Problem requirements — Output the entries verbatim, including every line.

Point localization data
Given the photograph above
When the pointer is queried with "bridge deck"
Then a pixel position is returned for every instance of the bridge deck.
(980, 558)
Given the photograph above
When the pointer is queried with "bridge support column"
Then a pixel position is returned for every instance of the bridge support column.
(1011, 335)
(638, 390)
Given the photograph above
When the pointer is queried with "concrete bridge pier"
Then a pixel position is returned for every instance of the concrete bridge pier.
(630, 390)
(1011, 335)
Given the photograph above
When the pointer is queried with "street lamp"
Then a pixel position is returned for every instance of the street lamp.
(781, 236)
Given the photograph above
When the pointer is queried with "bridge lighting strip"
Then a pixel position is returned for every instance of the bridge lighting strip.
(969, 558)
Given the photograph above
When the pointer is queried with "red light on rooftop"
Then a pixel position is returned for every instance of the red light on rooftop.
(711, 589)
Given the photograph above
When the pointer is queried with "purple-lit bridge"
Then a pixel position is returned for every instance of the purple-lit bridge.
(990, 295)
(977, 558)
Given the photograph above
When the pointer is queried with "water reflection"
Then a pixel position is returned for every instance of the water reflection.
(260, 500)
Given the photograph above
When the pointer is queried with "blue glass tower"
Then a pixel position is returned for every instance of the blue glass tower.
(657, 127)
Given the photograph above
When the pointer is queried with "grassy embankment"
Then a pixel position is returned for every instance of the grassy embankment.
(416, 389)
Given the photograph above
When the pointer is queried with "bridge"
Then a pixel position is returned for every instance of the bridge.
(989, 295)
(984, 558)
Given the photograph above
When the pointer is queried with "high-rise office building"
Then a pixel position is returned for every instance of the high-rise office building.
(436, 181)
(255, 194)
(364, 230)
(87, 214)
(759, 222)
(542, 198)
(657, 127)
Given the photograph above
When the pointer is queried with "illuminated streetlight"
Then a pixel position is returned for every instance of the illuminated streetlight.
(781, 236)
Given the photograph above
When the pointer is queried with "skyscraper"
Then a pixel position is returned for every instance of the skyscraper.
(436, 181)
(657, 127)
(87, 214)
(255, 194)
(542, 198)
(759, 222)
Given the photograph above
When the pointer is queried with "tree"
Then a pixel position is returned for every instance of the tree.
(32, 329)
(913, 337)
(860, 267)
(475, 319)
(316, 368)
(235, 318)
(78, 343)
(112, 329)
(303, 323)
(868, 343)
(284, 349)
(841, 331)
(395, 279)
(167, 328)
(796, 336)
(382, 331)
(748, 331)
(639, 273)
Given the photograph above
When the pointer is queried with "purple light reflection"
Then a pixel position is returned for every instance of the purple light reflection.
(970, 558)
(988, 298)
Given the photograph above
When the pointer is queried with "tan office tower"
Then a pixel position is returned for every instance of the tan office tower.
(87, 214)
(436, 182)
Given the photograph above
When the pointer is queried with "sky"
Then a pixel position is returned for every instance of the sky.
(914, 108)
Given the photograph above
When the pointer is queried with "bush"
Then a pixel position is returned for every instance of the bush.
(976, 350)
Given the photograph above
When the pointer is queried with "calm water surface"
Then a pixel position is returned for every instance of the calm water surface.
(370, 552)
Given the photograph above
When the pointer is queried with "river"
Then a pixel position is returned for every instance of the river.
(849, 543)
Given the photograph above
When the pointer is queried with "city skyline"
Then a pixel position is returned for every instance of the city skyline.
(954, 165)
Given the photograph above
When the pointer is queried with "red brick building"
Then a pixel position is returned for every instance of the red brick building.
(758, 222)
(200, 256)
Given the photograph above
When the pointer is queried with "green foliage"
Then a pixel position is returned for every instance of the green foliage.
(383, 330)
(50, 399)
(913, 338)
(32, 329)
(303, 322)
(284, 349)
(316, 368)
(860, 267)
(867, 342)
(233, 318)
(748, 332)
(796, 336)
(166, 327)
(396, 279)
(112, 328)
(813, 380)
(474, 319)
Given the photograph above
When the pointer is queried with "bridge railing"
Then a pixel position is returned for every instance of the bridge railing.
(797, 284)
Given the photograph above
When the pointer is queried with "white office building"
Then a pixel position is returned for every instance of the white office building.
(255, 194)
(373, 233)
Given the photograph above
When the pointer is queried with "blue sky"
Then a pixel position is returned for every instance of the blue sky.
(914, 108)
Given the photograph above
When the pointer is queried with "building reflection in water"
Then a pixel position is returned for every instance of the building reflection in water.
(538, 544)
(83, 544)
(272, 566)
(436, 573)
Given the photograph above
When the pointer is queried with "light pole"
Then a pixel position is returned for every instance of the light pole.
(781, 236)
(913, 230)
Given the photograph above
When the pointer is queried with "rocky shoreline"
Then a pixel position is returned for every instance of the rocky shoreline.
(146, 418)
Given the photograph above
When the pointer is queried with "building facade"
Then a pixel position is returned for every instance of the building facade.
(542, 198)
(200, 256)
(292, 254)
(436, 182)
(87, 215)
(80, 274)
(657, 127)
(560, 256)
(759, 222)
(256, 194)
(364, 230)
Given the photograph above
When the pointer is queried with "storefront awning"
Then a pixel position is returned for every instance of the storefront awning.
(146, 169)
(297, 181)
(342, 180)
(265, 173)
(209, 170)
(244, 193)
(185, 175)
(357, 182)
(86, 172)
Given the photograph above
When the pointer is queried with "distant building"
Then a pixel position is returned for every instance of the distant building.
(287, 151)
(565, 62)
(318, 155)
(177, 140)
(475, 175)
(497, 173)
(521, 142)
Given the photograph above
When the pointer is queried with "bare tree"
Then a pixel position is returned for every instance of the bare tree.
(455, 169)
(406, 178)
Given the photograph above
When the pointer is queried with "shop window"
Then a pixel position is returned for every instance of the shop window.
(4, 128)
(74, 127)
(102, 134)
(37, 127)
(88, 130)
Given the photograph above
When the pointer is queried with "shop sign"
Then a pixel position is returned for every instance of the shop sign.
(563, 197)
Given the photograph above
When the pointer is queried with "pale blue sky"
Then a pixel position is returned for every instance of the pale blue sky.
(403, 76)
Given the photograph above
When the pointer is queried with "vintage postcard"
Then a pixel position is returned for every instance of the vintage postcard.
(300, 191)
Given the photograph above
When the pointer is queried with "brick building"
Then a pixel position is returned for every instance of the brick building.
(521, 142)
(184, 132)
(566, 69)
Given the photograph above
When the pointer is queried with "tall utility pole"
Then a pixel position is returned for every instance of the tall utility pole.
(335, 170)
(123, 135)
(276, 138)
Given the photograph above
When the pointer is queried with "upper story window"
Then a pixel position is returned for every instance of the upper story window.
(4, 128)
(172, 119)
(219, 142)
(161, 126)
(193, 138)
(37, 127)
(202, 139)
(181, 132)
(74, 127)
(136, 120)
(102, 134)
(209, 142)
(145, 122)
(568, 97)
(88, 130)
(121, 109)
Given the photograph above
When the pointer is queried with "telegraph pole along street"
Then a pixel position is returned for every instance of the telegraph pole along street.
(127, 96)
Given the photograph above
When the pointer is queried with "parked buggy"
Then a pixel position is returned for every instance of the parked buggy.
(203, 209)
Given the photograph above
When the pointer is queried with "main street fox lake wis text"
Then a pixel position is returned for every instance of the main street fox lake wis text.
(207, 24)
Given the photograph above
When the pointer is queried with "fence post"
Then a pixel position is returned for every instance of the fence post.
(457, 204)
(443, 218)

Answer to this problem —
Given the photograph above
When the pointer is queried with "bridge deck"
Then a pixel position is returned for every instance of the bridge deck.
(980, 558)
Given the photograph above
When the pointer is queried with "bridge support column"
Then a pixel position is returned for every instance of the bridge support column.
(1011, 335)
(638, 390)
Given the photograph above
When the pointer is queried with "concrete bridge pier"
Then a pixel position is returned for every instance of the concrete bridge pier.
(630, 390)
(1011, 335)
Given the photograph above
When the pointer is queried with "street lamp"
Then a pixel position is returned for every instance of the street lamp.
(781, 236)
Given the photograph above
When the pointer is queried with "bridge lighting strip"
Then a pixel position is returned for every instance of the bridge lighting strip.
(969, 558)
Given the photograph above
When the pointer is queried with "red light on rooftop"
Then a pixel position is returned for every instance of the red light on rooftop.
(711, 589)
Given the photograph above
When the pointer is queried with "purple-lit bridge"
Then a pixel position is returned for every instance of the purple-lit bridge.
(990, 295)
(977, 558)
Given the photograph above
When the pointer is queried with "water reflection"
Then a pixel position is returned for every instance of the water reflection.
(260, 500)
Given the photograph above
When the pointer is queried with "blue glass tower"
Then a pixel position is returned for every instance of the blue glass tower.
(657, 127)
Given the photograph above
When the pointer is queried with "grassy embankment"
Then a pixel position is returned for every instance of the grassy embankment.
(416, 389)
Given the photograph above
When the pointer is queried with "bridge"
Then a pixel position is returned for every instance of the bridge.
(989, 295)
(984, 558)
Given the photograph above
When the pointer is queried with "high-rise office building"
Then a pixel position is returned for every instance of the high-rise office building.
(436, 181)
(255, 194)
(364, 230)
(87, 214)
(759, 222)
(542, 198)
(657, 127)
Given the photograph above
When the pointer is queried with "illuminated streetlight"
Then a pixel position is returned for every instance of the illuminated streetlight.
(781, 236)
Given the photograph above
When the pointer is queried with "skyscraper"
Then a pixel position is returned for every instance of the skyscraper.
(436, 181)
(657, 127)
(87, 214)
(255, 194)
(542, 198)
(759, 222)
Given the photograph above
When the pointer is queried with "tree"
Then a pixel position is returned for every instance of the tree.
(32, 329)
(913, 337)
(860, 267)
(475, 319)
(316, 368)
(235, 318)
(78, 343)
(112, 329)
(303, 323)
(868, 343)
(284, 349)
(841, 331)
(395, 279)
(167, 328)
(796, 336)
(382, 331)
(748, 331)
(639, 273)
Given the photograph above
When the pointer is queried with "purple light reflection"
Then a pixel position is returned for every instance of the purple light reflection.
(970, 558)
(988, 298)
Given the photograph above
When the pointer is queried with "tan office tower"
Then a pixel position is returned for every instance of the tan office tower.
(87, 214)
(436, 182)
Given the photograph above
When the pointer is queried with "sky"
Then a pixel position is returned for every instance of the sky.
(914, 108)
Given the photograph above
When the pointer is queried with "bush"
Then a pixel position is returned for every instance of the bush.
(976, 350)
Given the photograph above
When the pointer is queried with "calm water surface"
Then a pixel position is returned for every instance of the calm water surface.
(370, 552)
Given the photograph above
When the pointer is queried with "river"
Then a pixel position is returned for every instance of the river.
(849, 543)
Given the photograph above
When the pointer is queried with "city skyline"
Then a pixel position is returned for every instance of the city skyline.
(954, 165)
Given the photograph above
When the pointer is queried with "red brick building"
Then a pixel position is returned for every instance of the red brick building.
(758, 222)
(200, 256)
Given the photograph above
When the pointer is queried with "green foliage"
Then a pixel position is returned for every instance of the green foliage.
(383, 330)
(50, 399)
(913, 338)
(32, 329)
(303, 322)
(284, 349)
(316, 368)
(860, 267)
(867, 342)
(233, 318)
(748, 332)
(796, 336)
(166, 327)
(396, 279)
(112, 328)
(813, 380)
(474, 319)
Given the photograph above
When the pointer is queried with "bridge railing"
Then a pixel position is returned for every instance of the bridge railing.
(797, 284)
Given the photograph above
When the pointer is queried with "white office building"
Then a pixel position is returned for every instance of the white office building.
(255, 194)
(373, 233)
Given the photograph above
When the pointer is queried with "blue sky"
Then a pixel position is returned for every instance of the blue sky.
(914, 108)
Given the photograph above
When the pointer is queried with "building reflection in water"
Then a pixel position is returned for every instance of the building reflection in water.
(538, 544)
(83, 544)
(272, 566)
(436, 573)
Given the photograph above
When the pointer is queried with "light pole"
Then a pixel position is returned for every instance of the light pole.
(781, 236)
(913, 230)
Given the photograph above
When the pointer is queried with "rocky shoreline"
Then a pixel position is returned for every instance of the rocky shoreline.
(146, 418)
Given the photograph above
When the pointer is queried with "building facade"
Then a pixel position is returned for every instance of the building facade.
(542, 198)
(200, 256)
(292, 254)
(436, 182)
(87, 215)
(80, 274)
(657, 127)
(560, 256)
(759, 222)
(256, 194)
(364, 230)
Given the photograph above
When the pointer is queried with "storefront awning"
Then a pixel position is returned for every instance of the storefront awning.
(146, 169)
(297, 181)
(342, 180)
(265, 173)
(209, 170)
(244, 193)
(185, 175)
(357, 182)
(86, 172)
Given the photograph above
When the pointer is queried with "distant building"
Then a pixel position is returned for every instance of the distant building.
(287, 151)
(565, 62)
(318, 155)
(177, 140)
(475, 175)
(497, 173)
(521, 142)
Given the photograph above
When the pointer is queried with "bare tree"
Then a pixel position is returned for every instance of the bare tree.
(455, 169)
(406, 178)
Given the photograph above
When the pointer is queried with "shop window"
Then a pixel position is returned for every instance of the shop window.
(4, 128)
(74, 127)
(102, 134)
(37, 127)
(88, 130)
Given the photograph above
When the pointer is queried with "shop sign"
Then a pixel position is returned for every instance of the shop sign.
(563, 197)
Given the photograph above
When the pointer is queried with "pale blue sky"
Then a pixel position is returned for every instance of the pale blue sky.
(403, 76)
Given the photograph above
When the pointer is queried with "vintage postcard"
Then a pixel position is returned for every instance of the vintage postcard.
(300, 191)
Given the photograph above
When the pointer is queried with "brick building"
Then a pixel position is returned for every instance of the brick building.
(521, 142)
(184, 132)
(566, 69)
Given the photograph above
When the pointer is queried with "tall utility pole"
Then a pixel position is returned for every instance of the tall utility pole.
(335, 170)
(123, 135)
(276, 138)
Given the photograph above
When the pointer is queried with "upper story window"
Then a pixel position is returned for every instance of the upper story window.
(4, 128)
(172, 119)
(219, 142)
(161, 126)
(193, 138)
(37, 127)
(202, 139)
(181, 132)
(74, 127)
(136, 120)
(102, 134)
(209, 142)
(145, 122)
(568, 97)
(88, 130)
(121, 109)
Given the photograph above
When the pointer is queried with "telegraph pole along street"
Then a pixel position is returned for every instance of the telegraph pole along street.
(127, 96)
Given the photograph above
When the pointer is queried with "parked buggy"
Then a pixel position is returned for every instance of the parked buggy.
(203, 209)
Given the photograph above
When the pointer is queried with "main street fox lake wis text"
Then a pixel position is returned for every instance of the main street fox lake wis text.
(207, 24)
Given the photograph above
When the pointer is queried with "fence post"
Then a pixel position is returned for every instance of the fence post.
(457, 204)
(443, 218)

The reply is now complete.